Exercise instructions ::
With the pictures excluded, retype the records that follow exactly.

Extracted information ::

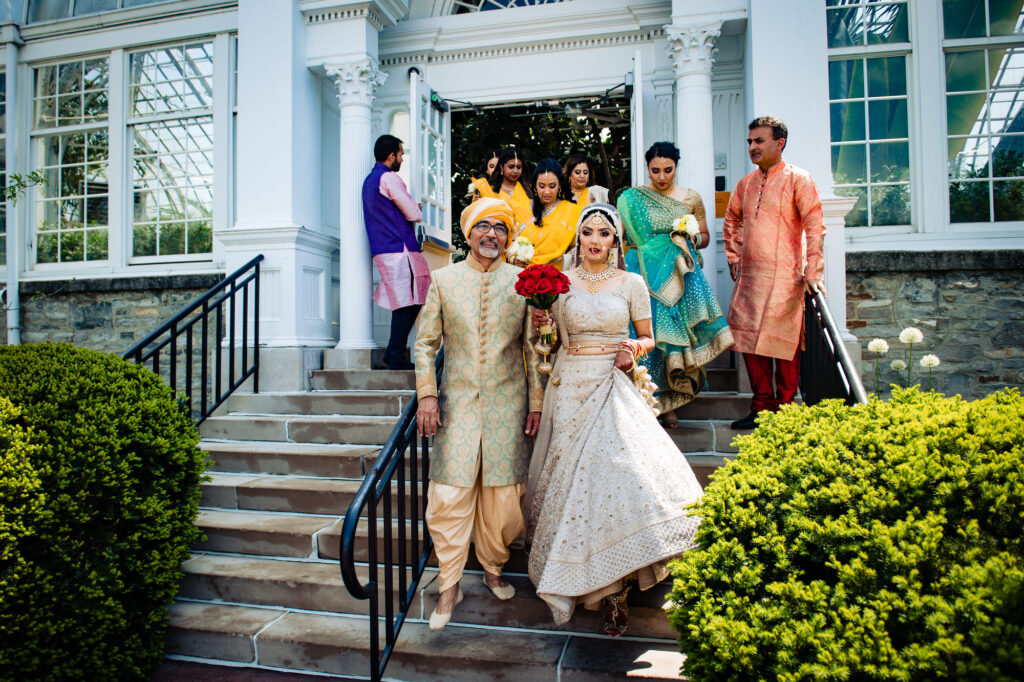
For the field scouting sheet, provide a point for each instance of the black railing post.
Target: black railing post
(198, 314)
(378, 487)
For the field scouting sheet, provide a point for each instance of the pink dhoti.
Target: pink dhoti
(404, 280)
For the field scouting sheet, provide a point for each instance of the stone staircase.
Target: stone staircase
(264, 590)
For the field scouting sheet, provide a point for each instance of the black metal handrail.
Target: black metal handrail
(378, 489)
(825, 368)
(195, 320)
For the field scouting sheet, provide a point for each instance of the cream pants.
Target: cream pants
(491, 515)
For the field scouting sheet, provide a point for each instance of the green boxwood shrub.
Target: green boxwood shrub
(97, 506)
(880, 542)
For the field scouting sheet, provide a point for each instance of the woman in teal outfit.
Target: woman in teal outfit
(689, 328)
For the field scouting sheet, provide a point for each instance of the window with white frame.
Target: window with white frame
(71, 147)
(983, 46)
(869, 123)
(171, 131)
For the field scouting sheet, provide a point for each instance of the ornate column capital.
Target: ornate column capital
(356, 81)
(692, 47)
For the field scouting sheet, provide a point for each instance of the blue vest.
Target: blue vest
(386, 226)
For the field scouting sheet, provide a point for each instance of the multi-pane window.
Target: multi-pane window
(71, 148)
(870, 151)
(853, 23)
(171, 131)
(984, 85)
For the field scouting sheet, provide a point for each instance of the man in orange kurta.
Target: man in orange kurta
(773, 236)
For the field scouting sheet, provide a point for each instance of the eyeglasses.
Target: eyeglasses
(484, 227)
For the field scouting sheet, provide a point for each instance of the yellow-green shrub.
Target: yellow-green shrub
(879, 542)
(96, 517)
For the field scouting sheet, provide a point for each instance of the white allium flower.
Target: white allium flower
(521, 249)
(878, 346)
(911, 335)
(691, 225)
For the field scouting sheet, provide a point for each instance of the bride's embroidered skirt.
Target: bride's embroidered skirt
(608, 501)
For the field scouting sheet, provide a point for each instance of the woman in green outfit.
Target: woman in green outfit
(667, 224)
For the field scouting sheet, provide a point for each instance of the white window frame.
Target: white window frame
(930, 226)
(865, 51)
(46, 44)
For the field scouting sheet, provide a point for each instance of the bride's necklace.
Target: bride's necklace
(593, 281)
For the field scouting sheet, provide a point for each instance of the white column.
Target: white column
(356, 82)
(692, 51)
(834, 211)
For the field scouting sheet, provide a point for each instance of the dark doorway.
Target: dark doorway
(598, 126)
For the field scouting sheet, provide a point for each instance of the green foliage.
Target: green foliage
(880, 542)
(97, 503)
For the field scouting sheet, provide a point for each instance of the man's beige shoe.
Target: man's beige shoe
(503, 593)
(438, 621)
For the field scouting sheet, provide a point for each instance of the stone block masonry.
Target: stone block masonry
(104, 314)
(970, 306)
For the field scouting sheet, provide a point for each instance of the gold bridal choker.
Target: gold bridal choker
(592, 281)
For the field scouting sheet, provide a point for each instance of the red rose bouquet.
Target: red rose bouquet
(542, 285)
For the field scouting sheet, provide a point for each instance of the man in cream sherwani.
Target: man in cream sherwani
(487, 409)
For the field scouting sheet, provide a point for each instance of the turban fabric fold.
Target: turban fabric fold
(485, 208)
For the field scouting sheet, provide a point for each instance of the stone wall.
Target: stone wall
(970, 306)
(104, 314)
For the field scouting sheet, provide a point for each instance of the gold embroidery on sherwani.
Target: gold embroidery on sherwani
(485, 390)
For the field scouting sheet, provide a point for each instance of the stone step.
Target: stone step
(716, 405)
(361, 380)
(525, 609)
(722, 379)
(338, 645)
(379, 403)
(261, 534)
(300, 428)
(303, 495)
(317, 587)
(272, 457)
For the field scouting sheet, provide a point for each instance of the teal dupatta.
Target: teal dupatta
(689, 328)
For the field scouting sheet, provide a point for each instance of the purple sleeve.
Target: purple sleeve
(392, 187)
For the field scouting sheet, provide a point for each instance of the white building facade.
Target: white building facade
(178, 138)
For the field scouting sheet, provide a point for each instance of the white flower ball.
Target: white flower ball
(911, 335)
(880, 346)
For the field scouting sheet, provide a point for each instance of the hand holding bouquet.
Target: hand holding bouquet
(689, 226)
(541, 285)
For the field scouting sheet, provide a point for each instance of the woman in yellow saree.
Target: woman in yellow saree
(580, 172)
(506, 183)
(551, 228)
(479, 185)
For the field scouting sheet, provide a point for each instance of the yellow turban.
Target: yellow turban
(485, 208)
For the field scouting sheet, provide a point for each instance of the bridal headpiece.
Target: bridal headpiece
(600, 216)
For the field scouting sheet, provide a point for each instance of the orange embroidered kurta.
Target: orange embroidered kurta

Result for this exercise ::
For the field scouting sheet, provide a point for each instance of the black railing post.
Target: black railing post
(198, 314)
(378, 487)
For the field scouting sheet, provide a point for each instance of the pink dhoti.
Target: pink dhoti
(404, 280)
For the field scouting sheet, provide a point for each instance of the stone staircase.
Target: stone staircase
(264, 590)
For the field scouting sheet, provide a point for each instance of the black metal handrail.
Target: black metal handrail
(378, 489)
(825, 368)
(195, 320)
For the field scouting sheet, provide a point for each instance of the cream pants.
Target: cream pants
(491, 515)
For the field scouting sheet, provide a point for each instance of the green boxwood shrub.
Target: green boxwood shrub
(97, 506)
(880, 542)
For the field scouting sheet, provide a point for each instance of the woman in teal outfit.
Target: woman in teal outfit
(689, 328)
For the field scouting sheet, provide a point for each instance of the window with white frame.
Target: window with white frame
(71, 147)
(983, 46)
(869, 123)
(171, 131)
For the field scouting sheet, provide a point for each instance of the ornate column capital.
Target: ornate column capital
(356, 81)
(692, 47)
For the field scouting sheet, provide a point for each instance of the blue vest.
Target: blue vest
(386, 226)
For the field scouting sheet, provide a point for each instance of the multi-pane window.
Target: multi-pane window
(71, 148)
(870, 151)
(853, 23)
(171, 131)
(984, 85)
For the field scouting sheet, provide a point for each instance of the man in orange kurta.
Target: man in orange kurta
(773, 236)
For the field scouting sheet, provide a point for each instance of the eyeglasses.
Target: eyeglasses
(484, 227)
For the field scouting sheet, provide a point for each instance of the yellow-green shrub.
Target: yellow-green shrub
(879, 542)
(96, 517)
For the field scouting sheet, provide a point for each instance of the white allium flower.
Target: white allium flower
(521, 249)
(878, 346)
(911, 335)
(691, 225)
For the field scouting sheet, provide a point for each instance of the bride's embroidered skirt.
Target: bride's embroidered skirt
(608, 501)
For the field scouting sheet, provide a point for each instance of the woman in green outfit.
Target: woman in green outfit
(667, 224)
For the field scouting sheet, provide a point for each instance of the white window frame.
Target: white window frame
(930, 226)
(865, 51)
(46, 44)
For the field scouting sheet, provide a point for each instance of the bride's necklace.
Target: bride's necklace
(593, 281)
For the field scouting sheet, provide a point for each instance of the white column.
Target: white column
(356, 82)
(692, 51)
(834, 211)
For the field scouting sheet, provide a point for each instance of the dark doorway.
Target: dark doorway
(598, 126)
For the field scouting sheet, provide a point for each instance of the green foliage.
Target: green foliage
(880, 542)
(97, 503)
For the field scouting sheet, provide a point for each instance of the man's beige shoe.
Target: man's beige shoe
(503, 593)
(438, 621)
For the field scouting sheet, provide a point for each instance of the stone block masonry.
Target: stone block masonry
(104, 314)
(970, 306)
For the field scouting sheet, provide a point for each instance of the gold bridal choker.
Target: gold bridal choker
(592, 281)
For the field scouting sheet, provide a point for each instance of the red rose bouquet.
Target: red rose bouquet
(542, 285)
For the field scouting sheet, provide a point for each instance of the man in cream sherwani.
Target: man in cream sherwani
(487, 409)
For the field scouting sheet, provide a point for each instance of the turban fabric fold.
Target: turban fabric fold
(485, 208)
For the field scouting sheet, provide a point for each instance of the stone wall.
Target: stone wall
(970, 306)
(104, 314)
For the field scouting sheet, provide a point for each instance of the gold embroidery on sherwani.
Target: gold embroidery on sherwani
(485, 390)
For the field scouting sheet, provide a point for each instance of the stone step.
Target: stone step
(716, 405)
(361, 380)
(525, 609)
(722, 379)
(338, 645)
(379, 403)
(261, 534)
(300, 428)
(303, 495)
(317, 587)
(272, 457)
For the field scouting sheet, provide a point for each instance of the teal dupatta.
Target: teal dupatta
(689, 328)
For the field scouting sheet, provide a point for each instance of the purple sleeve.
Target: purple sleeve
(392, 187)
For the field scouting sheet, provide a point for each instance of the white building facade.
Target: white building facade
(178, 138)
For the field scouting sheet, provide a point for each instance of the white flower ball.
Target: white flower ball
(911, 335)
(880, 346)
For the field scouting sheet, provide a point for each instance of the hand holding bouquet.
Target: hand holding bouquet
(689, 226)
(541, 285)
For the field scouting sheet, provide a point for each instance of the woman in yellow saree.
Target: woman in yellow saree
(580, 172)
(506, 183)
(551, 228)
(479, 185)
For the field scouting sheet, provide a point for each instance of the yellow turban.
Target: yellow turban
(485, 208)
For the field scouting sheet, provide a point for each instance of the bridal headpiece.
Target: bridal headpiece
(600, 216)
For the field scouting sheet, provide a point for each instance of the orange embroidered kurta.
Target: orange embroidered kurta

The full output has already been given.